(Document)
Zillow determined if an average renter household saves 10% of its income, it would take about six years and five months to save enough for a 20% down payment on a typical starter home priced at roughly about $148,500 — one year longer than it would have taken five years ago.
But that is predicated on being able to locate an affordable-priced property.
Zillow added that homes priced in the bottom third of a metro area's housing stock — the range traditionally considered for starter homes aimed at first-time buyers — grew faster in May than the typical mid-market home in 42 of the 50 largest metro areas. Those who are just starting to save may need to factor in this rapid pace of home value growth.
Furthermore, Zillow forecasted a 14.9% appreciation over the next year, which would layer an additional $369 per month into the down payment savings process.

(Entries shown)

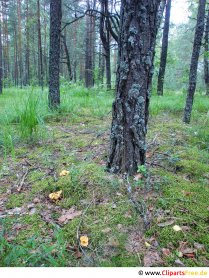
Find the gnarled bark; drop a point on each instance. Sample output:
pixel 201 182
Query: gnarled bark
pixel 134 76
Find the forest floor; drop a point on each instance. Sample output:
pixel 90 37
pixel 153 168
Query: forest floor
pixel 162 221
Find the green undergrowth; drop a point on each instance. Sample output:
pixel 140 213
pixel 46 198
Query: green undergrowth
pixel 76 139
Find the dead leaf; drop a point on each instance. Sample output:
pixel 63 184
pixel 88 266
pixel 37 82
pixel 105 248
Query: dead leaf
pixel 138 177
pixel 106 231
pixel 199 246
pixel 36 200
pixel 147 244
pixel 113 242
pixel 78 254
pixel 189 255
pixel 64 173
pixel 179 263
pixel 135 242
pixel 177 228
pixel 165 224
pixel 148 154
pixel 55 195
pixel 84 241
pixel 185 250
pixel 152 258
pixel 69 215
pixel 187 193
pixel 166 252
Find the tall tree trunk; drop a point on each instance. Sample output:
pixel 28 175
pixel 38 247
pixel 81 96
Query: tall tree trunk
pixel 206 56
pixel 27 52
pixel 105 38
pixel 45 45
pixel 67 55
pixel 89 52
pixel 101 64
pixel 164 50
pixel 194 61
pixel 134 77
pixel 54 55
pixel 1 63
pixel 40 58
pixel 16 73
pixel 5 45
pixel 20 42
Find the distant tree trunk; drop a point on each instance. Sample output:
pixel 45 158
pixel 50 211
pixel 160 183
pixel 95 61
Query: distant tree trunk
pixel 67 55
pixel 5 45
pixel 206 56
pixel 16 73
pixel 194 61
pixel 40 59
pixel 101 65
pixel 105 38
pixel 1 63
pixel 134 77
pixel 164 50
pixel 54 55
pixel 27 52
pixel 45 46
pixel 20 43
pixel 89 52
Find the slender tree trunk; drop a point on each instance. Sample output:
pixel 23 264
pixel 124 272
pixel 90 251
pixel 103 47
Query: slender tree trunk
pixel 20 42
pixel 206 56
pixel 5 45
pixel 134 77
pixel 1 63
pixel 105 38
pixel 40 59
pixel 45 46
pixel 101 65
pixel 27 52
pixel 75 53
pixel 164 50
pixel 194 61
pixel 89 52
pixel 16 73
pixel 67 55
pixel 54 55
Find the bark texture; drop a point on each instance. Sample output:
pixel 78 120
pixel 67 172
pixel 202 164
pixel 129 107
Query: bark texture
pixel 134 77
pixel 54 54
pixel 164 50
pixel 105 38
pixel 90 48
pixel 194 61
pixel 206 56
pixel 40 58
pixel 1 64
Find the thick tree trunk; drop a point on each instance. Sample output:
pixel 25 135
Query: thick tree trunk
pixel 134 77
pixel 40 54
pixel 206 56
pixel 164 50
pixel 194 61
pixel 54 55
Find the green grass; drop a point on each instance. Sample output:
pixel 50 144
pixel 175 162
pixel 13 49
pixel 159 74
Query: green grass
pixel 76 138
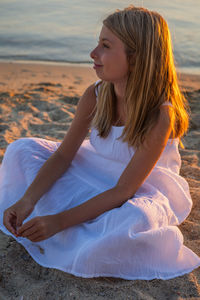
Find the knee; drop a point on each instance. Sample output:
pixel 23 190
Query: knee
pixel 17 148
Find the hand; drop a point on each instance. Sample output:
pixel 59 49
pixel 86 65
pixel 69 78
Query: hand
pixel 40 228
pixel 16 214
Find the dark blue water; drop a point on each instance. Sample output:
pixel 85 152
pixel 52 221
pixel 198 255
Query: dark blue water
pixel 66 31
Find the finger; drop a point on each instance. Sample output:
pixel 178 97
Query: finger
pixel 9 222
pixel 36 237
pixel 32 230
pixel 25 226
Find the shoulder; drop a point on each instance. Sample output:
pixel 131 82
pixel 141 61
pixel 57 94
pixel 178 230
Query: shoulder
pixel 160 132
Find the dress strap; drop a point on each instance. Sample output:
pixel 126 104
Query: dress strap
pixel 97 86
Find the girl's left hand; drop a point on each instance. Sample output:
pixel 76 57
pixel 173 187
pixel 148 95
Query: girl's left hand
pixel 39 228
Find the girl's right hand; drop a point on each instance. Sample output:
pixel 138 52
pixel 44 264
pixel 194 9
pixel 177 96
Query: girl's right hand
pixel 16 214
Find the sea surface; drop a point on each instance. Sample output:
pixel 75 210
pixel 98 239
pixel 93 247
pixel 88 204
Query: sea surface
pixel 67 30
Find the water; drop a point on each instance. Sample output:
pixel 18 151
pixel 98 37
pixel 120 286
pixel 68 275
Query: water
pixel 66 31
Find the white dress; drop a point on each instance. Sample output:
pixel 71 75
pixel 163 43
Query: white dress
pixel 139 240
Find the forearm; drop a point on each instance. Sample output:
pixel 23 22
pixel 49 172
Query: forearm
pixel 52 169
pixel 92 208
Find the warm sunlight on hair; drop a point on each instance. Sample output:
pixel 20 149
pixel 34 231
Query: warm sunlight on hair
pixel 152 77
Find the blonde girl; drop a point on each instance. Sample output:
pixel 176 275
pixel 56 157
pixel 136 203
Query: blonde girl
pixel 109 206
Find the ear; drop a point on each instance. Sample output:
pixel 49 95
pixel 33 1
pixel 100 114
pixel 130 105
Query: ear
pixel 131 61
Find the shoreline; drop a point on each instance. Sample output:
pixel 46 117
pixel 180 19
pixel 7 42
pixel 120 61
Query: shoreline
pixel 39 100
pixel 180 70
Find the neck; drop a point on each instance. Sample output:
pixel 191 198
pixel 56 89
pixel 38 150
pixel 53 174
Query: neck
pixel 120 88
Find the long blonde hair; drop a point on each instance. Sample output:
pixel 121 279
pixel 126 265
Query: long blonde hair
pixel 152 81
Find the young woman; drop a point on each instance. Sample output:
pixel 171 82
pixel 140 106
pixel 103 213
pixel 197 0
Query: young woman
pixel 109 206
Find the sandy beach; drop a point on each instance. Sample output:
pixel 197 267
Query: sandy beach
pixel 39 100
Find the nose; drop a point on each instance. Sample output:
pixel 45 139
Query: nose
pixel 93 53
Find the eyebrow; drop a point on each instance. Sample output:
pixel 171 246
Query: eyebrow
pixel 104 39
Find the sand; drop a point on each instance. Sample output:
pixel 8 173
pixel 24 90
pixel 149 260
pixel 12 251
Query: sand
pixel 40 100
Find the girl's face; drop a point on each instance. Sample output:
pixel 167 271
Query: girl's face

(Set problem 1)
Write out the passage of the starter home savings text between "Zillow determined if" and "home value growth.", inclusive.
(Set problem 2)
Continue the text on saving for a starter home down payment from its final sentence.

(Reply 1)
Zillow determined if an average renter household saves 10% of its income, it would take about six years and five months to save enough for a 20% down payment on a typical starter home priced at roughly about $148,500 — one year longer than it would have taken five years ago.
But that is predicated on being able to locate an affordable-priced property.
Zillow added that homes priced in the bottom third of a metro area's housing stock — the range traditionally considered for starter homes aimed at first-time buyers — grew faster in May than the typical mid-market home in 42 of the 50 largest metro areas. Those who are just starting to save may need to factor in this rapid pace of home value growth.

(Reply 2)
"Without the equity from a previous home sale, first-time homebuyers face more challenges in coming up with a down payment," says Zillow economic data analyst Nicole Bachaud. "In a housing market where prices are rising at record rates, especially when compared to renter incomes, the ever-increasing sum of a 20% down payment can feel out of reach."
However, Bachaud noted "buyers who want to take advantage of today's low mortgage rates can do so without putting a full 20% down — most conventional mortgages allow as little as 3% to 5%. That lower upfront payment comes with higher monthly payments, but the opportunity to build equity can outweigh those extra costs for many."